(Source data)
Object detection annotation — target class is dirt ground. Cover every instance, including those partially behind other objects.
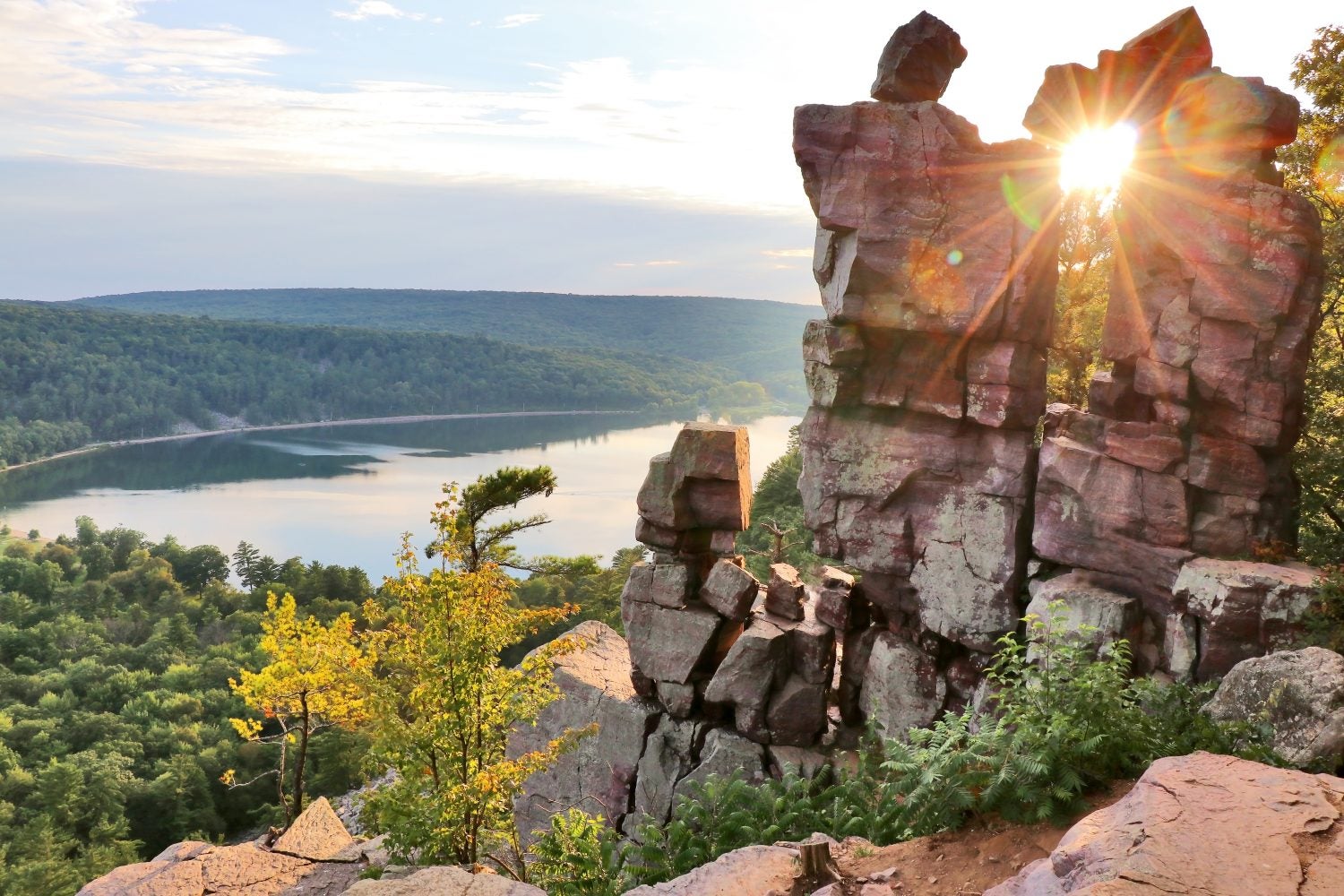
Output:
[832,780,1134,896]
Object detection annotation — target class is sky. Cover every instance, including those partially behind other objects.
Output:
[0,0,1328,304]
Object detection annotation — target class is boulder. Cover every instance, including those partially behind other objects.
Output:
[623,716,704,834]
[788,600,836,685]
[672,728,765,805]
[766,676,827,747]
[1204,648,1344,769]
[621,563,691,610]
[704,616,789,743]
[508,621,658,844]
[77,860,206,896]
[860,632,948,737]
[986,753,1344,896]
[1027,573,1144,659]
[793,102,1058,340]
[765,563,806,621]
[626,847,798,896]
[636,423,752,537]
[1172,557,1316,681]
[621,598,723,684]
[871,12,967,102]
[150,840,215,863]
[271,797,355,863]
[701,560,761,622]
[1032,435,1193,594]
[346,866,546,896]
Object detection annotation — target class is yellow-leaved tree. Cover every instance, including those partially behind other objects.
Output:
[362,468,588,877]
[223,594,365,828]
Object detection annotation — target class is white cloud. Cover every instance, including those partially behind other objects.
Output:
[0,0,803,210]
[495,12,542,28]
[332,0,429,22]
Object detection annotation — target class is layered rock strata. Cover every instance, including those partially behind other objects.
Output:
[621,423,843,752]
[986,753,1344,896]
[793,6,1059,727]
[1024,9,1322,678]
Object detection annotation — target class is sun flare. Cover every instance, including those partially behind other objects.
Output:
[1059,124,1139,192]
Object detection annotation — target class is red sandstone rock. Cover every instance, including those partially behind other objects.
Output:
[986,753,1344,896]
[871,12,967,102]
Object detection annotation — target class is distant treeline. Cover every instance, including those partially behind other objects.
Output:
[0,302,765,463]
[80,289,822,406]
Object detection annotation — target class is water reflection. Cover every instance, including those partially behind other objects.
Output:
[0,415,797,578]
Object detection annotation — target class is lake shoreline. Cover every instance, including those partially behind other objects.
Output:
[0,411,640,476]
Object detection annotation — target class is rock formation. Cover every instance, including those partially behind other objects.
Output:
[508,622,659,844]
[986,754,1344,896]
[1204,648,1344,769]
[793,4,1059,728]
[78,797,386,896]
[1024,9,1322,677]
[795,3,1322,729]
[554,9,1322,831]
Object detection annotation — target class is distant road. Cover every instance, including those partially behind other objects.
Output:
[0,411,637,474]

Task:
Reproduce every line of the source data above, swapping "target class" for "object category" wherever it occurs and changing nothing else. Leave the pictures out.

Task output:
Object detection annotation — object category is dirt ground. Cover every instance, including those partially behind other objects.
Output:
[832,780,1134,896]
Object detection annotation — object category is sky. Cover every instance, including those partially behind other objects.
Output:
[0,0,1328,304]
Object detection annotation — object category is boulder. Cover every instance, including those partially behind other objects.
Output:
[623,716,704,834]
[788,600,836,685]
[672,728,765,805]
[766,676,827,747]
[1204,648,1344,769]
[621,563,691,610]
[704,616,789,743]
[508,621,658,844]
[77,860,206,896]
[860,632,948,737]
[986,753,1344,896]
[1027,573,1144,659]
[793,102,1058,340]
[765,563,806,621]
[626,847,798,896]
[636,423,752,537]
[1172,557,1316,681]
[621,598,723,684]
[871,12,967,102]
[150,840,215,863]
[271,797,355,863]
[701,560,761,622]
[1032,435,1193,594]
[346,866,546,896]
Object detection annotation — object category is yellow-leaved tree. Cover every instance, including those partially behind other objects.
Output:
[362,468,588,877]
[223,594,365,828]
Object detection annotation — object category is white cloud. Cover every instance, including those partially behind other objects.
Output:
[0,0,803,210]
[495,12,542,28]
[332,0,429,22]
Object detection annotation — object category is layered rock strata. Cover every instance, including those partially behind other objects.
Output:
[621,423,843,752]
[986,753,1344,896]
[793,6,1059,727]
[1024,9,1322,678]
Object detection annotation — object category is sun flare. Cover every instance, including those partially behind other objects.
Output:
[1059,124,1139,192]
Object detection annotation — object category is red sandstone rock. Cover every instance, including those partially behind other objects.
Output:
[986,753,1344,896]
[871,12,967,102]
Object detection annotation — object category is distant treeline. Cover every instance, including those partially behind other objects.
Output:
[0,302,765,463]
[80,289,822,406]
Object detection annotation — object category is water reflection. Cover every instance, including those partially behind other objects.
Output:
[0,415,797,578]
Object detection annotation — object category is lake shoreline. Cover every instance, including those partially behind other objects.
Output:
[0,411,640,476]
Object detection annotation — object category is rock formation. Cover every instance, including those partially behind other objects.
Output:
[508,622,659,844]
[986,754,1344,896]
[1204,648,1344,769]
[793,4,1059,728]
[78,797,386,896]
[1024,9,1322,677]
[795,3,1322,729]
[554,9,1322,831]
Object detection annotation — object category is distant road. Cover every instance, including those partially behind other objects.
Output:
[0,411,637,474]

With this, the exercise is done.